TASK ITEM: Please give back word for word the lines of the material below between the line containing "baby's eye, and" and the line containing "baby's nose, and", inclusive.

# # #

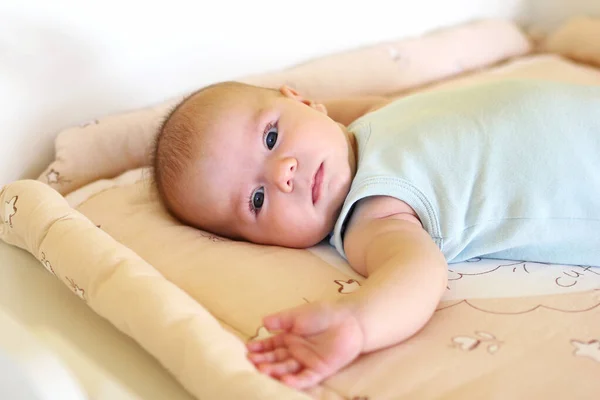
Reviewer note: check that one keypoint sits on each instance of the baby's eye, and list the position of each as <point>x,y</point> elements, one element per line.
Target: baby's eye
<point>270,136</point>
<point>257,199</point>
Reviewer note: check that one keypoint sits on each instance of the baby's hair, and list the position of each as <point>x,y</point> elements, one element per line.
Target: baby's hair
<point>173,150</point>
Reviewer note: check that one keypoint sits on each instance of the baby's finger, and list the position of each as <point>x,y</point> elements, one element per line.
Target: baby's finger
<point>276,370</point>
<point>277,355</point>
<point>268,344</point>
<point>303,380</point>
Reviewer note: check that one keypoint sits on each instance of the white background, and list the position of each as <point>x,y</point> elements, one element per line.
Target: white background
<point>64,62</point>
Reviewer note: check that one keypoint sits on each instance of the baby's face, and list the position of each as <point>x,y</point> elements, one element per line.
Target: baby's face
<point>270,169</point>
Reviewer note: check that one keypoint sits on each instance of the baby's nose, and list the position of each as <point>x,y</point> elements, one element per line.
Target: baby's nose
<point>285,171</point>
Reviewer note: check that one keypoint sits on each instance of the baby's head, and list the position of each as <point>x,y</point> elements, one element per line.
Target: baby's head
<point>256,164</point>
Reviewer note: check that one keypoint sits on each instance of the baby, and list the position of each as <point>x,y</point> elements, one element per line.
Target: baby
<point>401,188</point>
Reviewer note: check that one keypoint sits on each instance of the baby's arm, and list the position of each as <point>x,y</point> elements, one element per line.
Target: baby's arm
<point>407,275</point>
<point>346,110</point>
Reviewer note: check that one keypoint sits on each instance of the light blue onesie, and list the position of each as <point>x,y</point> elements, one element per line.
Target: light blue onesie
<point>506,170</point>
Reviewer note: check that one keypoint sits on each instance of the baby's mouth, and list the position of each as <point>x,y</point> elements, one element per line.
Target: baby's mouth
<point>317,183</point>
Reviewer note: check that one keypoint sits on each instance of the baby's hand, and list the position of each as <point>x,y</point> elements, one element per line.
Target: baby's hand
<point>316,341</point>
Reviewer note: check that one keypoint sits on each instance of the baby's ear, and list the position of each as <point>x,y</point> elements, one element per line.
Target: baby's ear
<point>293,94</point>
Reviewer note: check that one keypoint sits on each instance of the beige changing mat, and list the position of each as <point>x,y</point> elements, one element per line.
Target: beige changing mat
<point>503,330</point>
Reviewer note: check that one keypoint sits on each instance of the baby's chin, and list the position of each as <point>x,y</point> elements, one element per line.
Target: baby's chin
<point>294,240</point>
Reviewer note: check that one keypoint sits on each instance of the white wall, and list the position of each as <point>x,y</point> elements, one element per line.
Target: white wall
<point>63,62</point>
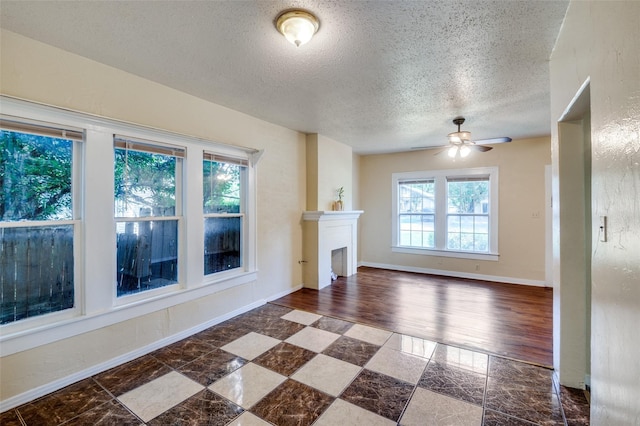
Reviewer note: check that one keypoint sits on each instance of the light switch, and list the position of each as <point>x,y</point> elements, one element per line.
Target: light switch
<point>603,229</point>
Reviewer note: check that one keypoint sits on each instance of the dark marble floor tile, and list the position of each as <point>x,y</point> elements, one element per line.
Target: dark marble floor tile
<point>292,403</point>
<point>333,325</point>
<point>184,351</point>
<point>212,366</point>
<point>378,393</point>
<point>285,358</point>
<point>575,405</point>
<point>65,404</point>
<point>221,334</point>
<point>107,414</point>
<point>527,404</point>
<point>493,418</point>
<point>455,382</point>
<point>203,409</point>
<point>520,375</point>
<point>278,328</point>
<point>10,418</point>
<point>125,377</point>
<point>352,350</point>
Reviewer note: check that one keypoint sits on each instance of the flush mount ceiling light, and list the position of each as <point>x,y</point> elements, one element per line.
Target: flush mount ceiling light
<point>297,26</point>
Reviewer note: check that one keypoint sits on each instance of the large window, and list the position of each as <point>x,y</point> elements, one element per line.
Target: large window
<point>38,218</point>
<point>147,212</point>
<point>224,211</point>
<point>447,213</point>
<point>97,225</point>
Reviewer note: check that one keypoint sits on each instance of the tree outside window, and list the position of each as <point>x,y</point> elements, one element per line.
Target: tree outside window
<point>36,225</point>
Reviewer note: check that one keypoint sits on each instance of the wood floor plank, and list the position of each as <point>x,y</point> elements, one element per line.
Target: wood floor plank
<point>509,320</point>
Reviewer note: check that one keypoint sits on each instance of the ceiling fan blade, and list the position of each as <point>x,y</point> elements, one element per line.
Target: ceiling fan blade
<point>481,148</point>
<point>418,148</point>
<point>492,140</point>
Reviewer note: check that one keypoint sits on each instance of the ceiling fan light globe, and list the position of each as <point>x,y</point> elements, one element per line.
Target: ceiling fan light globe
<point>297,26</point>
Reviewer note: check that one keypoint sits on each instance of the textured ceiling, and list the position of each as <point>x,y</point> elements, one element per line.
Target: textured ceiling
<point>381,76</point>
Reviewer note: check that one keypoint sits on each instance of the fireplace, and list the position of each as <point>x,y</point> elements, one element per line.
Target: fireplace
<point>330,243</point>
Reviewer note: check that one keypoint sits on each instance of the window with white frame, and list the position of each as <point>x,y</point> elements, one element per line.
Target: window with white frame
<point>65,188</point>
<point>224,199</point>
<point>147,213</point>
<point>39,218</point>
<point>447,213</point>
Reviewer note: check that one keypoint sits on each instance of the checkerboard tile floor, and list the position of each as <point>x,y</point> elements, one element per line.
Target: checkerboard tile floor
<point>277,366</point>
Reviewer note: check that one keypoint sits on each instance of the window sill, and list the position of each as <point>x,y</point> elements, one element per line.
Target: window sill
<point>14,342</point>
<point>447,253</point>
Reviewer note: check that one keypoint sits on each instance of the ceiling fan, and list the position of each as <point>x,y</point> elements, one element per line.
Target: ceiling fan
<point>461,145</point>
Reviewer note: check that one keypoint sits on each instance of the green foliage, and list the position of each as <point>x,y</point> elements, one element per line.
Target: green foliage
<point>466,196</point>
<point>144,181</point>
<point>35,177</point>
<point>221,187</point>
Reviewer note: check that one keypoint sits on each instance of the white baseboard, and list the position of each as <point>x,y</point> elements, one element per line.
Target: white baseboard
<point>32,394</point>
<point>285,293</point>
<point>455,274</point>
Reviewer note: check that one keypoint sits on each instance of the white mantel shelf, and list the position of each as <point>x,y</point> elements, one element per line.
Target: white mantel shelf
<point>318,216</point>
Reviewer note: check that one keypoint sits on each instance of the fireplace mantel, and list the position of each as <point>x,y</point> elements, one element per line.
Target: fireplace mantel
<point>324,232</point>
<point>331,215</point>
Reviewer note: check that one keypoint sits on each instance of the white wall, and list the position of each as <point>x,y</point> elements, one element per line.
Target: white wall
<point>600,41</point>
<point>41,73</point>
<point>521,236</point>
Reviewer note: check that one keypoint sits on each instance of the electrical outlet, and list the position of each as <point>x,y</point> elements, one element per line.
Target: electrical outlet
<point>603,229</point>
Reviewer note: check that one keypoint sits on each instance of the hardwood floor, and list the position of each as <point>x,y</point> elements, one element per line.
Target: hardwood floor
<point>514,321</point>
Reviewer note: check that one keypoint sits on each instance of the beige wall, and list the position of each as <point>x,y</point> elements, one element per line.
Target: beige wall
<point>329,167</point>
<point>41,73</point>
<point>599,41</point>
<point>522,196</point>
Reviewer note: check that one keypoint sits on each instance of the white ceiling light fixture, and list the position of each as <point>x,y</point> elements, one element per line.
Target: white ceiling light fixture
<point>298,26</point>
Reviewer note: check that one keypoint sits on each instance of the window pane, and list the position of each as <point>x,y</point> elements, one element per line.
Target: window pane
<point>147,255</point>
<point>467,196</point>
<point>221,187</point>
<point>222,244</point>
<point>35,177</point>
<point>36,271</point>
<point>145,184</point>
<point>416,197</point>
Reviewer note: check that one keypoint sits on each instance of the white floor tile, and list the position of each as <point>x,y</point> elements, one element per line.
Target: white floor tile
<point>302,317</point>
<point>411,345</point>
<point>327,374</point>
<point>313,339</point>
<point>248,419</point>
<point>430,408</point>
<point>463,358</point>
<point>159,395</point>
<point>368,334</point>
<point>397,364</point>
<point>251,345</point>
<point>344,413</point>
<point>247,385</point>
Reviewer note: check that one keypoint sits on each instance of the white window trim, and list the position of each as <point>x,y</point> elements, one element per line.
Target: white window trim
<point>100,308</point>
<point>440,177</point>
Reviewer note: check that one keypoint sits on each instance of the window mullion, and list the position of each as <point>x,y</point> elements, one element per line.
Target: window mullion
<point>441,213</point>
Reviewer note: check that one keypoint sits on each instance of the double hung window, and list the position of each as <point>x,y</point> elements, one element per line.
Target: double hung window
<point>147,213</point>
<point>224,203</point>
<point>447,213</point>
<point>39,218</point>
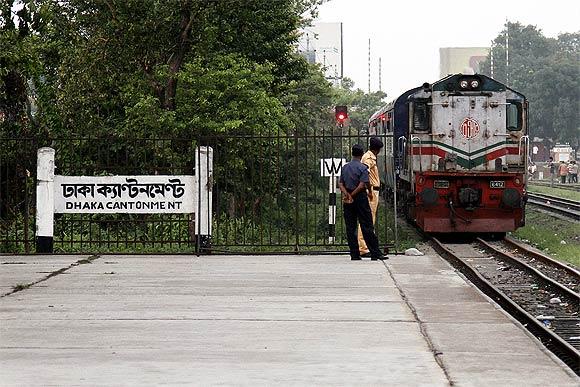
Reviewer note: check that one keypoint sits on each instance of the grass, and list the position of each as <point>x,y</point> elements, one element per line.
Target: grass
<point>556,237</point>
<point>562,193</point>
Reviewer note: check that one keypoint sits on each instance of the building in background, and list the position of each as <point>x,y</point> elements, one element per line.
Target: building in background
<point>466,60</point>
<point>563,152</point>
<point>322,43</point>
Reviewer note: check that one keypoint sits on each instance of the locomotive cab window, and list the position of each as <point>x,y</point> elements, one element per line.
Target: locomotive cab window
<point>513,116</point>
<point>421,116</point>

# # #

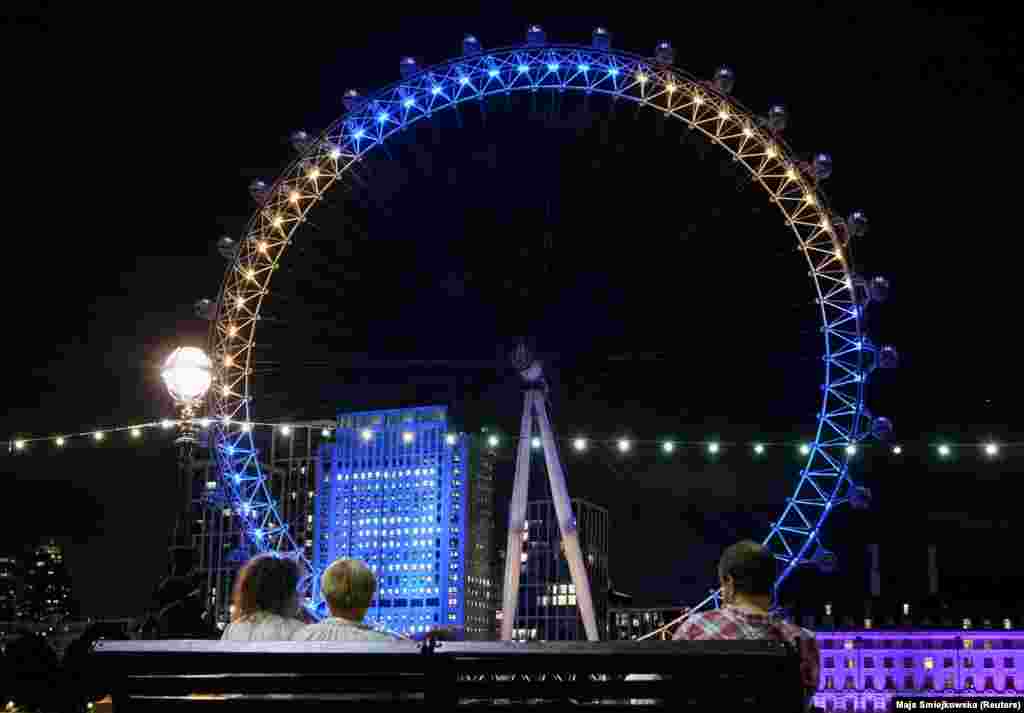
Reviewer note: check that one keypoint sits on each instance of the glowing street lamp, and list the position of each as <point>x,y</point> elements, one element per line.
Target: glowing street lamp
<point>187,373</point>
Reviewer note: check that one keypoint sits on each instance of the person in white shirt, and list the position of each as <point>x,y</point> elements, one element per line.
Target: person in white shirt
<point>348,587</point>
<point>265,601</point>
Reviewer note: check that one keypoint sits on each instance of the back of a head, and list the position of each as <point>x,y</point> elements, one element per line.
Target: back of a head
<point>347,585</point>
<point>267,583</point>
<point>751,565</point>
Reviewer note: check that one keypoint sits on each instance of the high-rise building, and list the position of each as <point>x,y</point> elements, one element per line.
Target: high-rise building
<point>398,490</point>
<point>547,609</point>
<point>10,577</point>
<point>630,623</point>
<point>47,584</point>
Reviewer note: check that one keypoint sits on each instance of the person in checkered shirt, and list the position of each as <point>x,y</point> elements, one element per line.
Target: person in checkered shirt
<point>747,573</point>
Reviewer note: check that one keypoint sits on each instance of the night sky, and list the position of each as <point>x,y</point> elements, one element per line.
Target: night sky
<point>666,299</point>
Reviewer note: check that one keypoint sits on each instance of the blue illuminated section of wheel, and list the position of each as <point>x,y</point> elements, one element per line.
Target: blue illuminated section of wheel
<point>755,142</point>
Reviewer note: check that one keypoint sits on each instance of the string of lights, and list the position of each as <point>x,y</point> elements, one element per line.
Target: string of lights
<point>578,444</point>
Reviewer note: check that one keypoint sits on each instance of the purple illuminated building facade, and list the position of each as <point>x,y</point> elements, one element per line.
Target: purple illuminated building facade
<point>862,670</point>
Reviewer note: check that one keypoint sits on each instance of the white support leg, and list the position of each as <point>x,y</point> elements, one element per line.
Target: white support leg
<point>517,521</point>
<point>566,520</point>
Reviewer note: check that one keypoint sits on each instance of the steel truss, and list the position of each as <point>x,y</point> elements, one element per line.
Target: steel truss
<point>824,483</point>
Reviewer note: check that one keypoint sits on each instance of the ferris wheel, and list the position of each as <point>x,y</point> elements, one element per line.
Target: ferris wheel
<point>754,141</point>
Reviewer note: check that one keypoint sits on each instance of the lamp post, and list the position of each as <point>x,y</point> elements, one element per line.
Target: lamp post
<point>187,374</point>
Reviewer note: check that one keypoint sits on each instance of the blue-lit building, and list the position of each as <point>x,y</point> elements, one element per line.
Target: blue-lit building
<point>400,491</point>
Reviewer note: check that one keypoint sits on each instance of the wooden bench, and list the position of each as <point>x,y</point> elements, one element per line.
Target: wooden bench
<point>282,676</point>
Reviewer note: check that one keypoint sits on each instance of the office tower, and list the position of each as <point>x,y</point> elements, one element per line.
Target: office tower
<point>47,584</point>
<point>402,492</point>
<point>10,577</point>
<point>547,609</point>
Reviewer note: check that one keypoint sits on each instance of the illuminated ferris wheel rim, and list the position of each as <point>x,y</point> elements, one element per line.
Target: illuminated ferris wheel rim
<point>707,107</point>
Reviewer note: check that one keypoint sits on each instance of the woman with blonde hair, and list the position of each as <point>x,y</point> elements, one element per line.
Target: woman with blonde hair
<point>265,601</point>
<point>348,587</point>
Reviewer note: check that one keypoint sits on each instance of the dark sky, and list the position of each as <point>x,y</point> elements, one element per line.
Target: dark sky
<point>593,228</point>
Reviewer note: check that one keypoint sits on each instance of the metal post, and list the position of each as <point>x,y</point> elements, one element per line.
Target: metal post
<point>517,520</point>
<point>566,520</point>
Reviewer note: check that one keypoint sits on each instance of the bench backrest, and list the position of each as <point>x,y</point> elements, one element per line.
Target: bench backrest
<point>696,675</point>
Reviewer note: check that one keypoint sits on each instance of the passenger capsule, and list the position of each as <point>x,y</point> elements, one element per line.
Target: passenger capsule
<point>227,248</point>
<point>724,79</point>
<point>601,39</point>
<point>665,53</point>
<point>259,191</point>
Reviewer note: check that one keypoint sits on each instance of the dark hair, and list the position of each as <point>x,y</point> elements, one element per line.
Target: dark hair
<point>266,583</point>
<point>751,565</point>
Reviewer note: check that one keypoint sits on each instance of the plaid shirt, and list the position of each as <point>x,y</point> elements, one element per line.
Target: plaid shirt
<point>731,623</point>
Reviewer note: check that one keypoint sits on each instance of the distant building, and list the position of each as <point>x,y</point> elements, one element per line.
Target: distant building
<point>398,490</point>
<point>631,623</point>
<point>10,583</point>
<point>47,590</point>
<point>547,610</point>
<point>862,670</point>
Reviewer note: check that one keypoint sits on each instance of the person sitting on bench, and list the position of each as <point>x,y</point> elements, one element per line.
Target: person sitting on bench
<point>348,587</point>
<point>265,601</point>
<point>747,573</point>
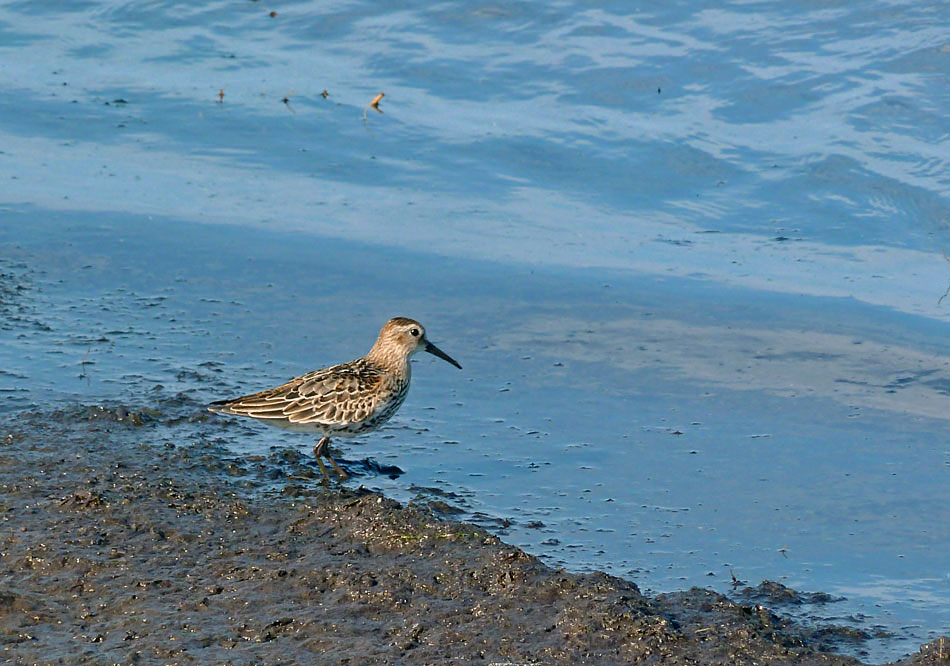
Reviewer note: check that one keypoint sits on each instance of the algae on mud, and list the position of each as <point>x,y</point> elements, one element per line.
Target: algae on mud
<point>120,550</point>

# # #

ANSWER TO THIS EXERCISE:
Reviewer note: check that one keypoint sits on each instance of the baby's eye, and list the position of each as <point>x,y</point> elements, one element per line.
Target: baby's eye
<point>270,136</point>
<point>257,199</point>
Reviewer note: check that one keypoint sits on each instance of the baby's hair, and list the position of each as <point>x,y</point> elements, one element per line.
Target: baby's hair
<point>173,150</point>
Reviewer note: check that one keypoint sits on each instance of the baby's finger, and list the position of each as <point>x,y</point> elements, one element per line.
Target: baby's finger
<point>276,370</point>
<point>277,355</point>
<point>268,344</point>
<point>303,380</point>
Reviewer note: check that one keypoint sits on each instance of the white background, and list the position of each as <point>x,y</point> elements, one element per line.
Target: white background
<point>64,62</point>
Reviewer note: check that one keypoint sits on each instance of the baby's face, and list the position of each as <point>x,y</point> elements, one element per line.
Target: baby's face
<point>270,169</point>
Reviewer note: check that one keypoint sits on each instance of the baby's nose, and list the position of each as <point>x,y</point> elements, one element per line.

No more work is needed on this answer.